Only the closing stretch of the material belongs in the answer: the line containing "of the dark" and every line after it, copied exactly.

::: DATA TO PROCESS

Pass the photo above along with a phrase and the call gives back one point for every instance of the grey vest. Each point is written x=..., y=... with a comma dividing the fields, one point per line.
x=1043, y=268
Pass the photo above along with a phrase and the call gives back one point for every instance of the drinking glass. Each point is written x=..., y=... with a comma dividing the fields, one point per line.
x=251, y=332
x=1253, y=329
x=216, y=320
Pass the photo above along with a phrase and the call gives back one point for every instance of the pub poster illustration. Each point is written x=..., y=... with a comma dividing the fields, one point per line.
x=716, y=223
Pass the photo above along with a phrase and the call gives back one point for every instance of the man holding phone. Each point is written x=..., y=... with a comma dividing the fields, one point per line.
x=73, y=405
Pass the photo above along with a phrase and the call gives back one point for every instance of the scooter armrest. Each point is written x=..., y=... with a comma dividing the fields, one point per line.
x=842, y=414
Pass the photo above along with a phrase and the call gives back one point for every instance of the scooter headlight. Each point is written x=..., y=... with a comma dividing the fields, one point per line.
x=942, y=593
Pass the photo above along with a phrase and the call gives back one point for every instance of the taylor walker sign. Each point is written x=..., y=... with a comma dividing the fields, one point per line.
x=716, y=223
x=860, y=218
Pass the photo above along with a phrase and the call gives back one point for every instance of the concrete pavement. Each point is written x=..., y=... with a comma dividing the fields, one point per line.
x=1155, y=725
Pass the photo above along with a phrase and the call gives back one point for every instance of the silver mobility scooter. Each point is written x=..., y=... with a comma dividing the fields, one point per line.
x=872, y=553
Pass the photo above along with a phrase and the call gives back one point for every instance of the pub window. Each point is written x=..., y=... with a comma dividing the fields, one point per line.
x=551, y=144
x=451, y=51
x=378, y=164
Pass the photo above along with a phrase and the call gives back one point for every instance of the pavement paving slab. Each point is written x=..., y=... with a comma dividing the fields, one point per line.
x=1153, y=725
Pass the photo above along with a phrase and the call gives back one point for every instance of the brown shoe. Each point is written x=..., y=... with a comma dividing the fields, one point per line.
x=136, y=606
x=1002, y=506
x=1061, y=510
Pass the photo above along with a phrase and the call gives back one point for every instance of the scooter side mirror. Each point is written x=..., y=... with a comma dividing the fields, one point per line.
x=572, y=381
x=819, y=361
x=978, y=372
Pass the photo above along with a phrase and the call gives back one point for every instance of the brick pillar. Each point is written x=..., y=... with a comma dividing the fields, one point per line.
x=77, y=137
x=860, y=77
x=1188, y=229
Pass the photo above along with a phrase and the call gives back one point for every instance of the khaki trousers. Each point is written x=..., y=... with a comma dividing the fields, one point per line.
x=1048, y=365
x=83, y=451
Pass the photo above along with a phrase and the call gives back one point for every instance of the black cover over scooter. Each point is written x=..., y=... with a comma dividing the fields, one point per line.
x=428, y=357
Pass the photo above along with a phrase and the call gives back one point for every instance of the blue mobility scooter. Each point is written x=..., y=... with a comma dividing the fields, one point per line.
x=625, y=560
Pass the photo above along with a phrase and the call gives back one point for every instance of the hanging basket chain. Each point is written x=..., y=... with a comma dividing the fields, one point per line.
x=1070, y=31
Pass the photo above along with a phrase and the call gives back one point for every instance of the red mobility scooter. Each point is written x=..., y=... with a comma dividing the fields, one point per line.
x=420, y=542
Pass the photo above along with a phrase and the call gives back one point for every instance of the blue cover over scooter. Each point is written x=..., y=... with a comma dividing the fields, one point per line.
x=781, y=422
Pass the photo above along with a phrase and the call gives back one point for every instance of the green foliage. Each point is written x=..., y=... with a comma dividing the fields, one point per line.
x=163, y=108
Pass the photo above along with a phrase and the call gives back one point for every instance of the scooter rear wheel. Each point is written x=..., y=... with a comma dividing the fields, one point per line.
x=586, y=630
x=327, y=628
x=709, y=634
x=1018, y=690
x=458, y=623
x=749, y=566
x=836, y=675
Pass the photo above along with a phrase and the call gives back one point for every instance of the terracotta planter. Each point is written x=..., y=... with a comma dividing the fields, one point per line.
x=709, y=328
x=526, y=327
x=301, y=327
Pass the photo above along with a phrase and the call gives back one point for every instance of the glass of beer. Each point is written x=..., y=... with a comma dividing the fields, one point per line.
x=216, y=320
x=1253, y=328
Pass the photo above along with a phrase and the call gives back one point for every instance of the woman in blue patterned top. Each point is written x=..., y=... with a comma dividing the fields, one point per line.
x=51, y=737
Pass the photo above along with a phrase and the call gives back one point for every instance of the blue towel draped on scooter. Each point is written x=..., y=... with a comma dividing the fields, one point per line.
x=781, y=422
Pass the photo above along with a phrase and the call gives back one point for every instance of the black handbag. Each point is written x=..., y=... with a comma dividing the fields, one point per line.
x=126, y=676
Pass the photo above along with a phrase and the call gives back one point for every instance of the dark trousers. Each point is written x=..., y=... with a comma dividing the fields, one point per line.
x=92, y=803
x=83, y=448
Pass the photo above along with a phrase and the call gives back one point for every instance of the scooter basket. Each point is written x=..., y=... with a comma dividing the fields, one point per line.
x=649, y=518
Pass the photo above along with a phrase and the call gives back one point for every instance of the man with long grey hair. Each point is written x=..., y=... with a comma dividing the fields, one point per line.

::::::

### YOUR RESPONSE
Pass the photo above along with a phrase and the call gives back one point for every instance of the dark trousers. Each point is written x=..., y=... with a comma dividing the fields, one point per line.
x=92, y=803
x=83, y=448
Pass the photo above along with a phrase and the call gives back one point for every instance of the scooter basket. Each point is written x=..., y=... with a comma dividing the fields, one point per line.
x=649, y=518
Pass the photo above along with a phrase and the call gives back one point for every instance of the man with long grey hair. Each point is written x=..., y=... with a comma dividing the fields, one point per line.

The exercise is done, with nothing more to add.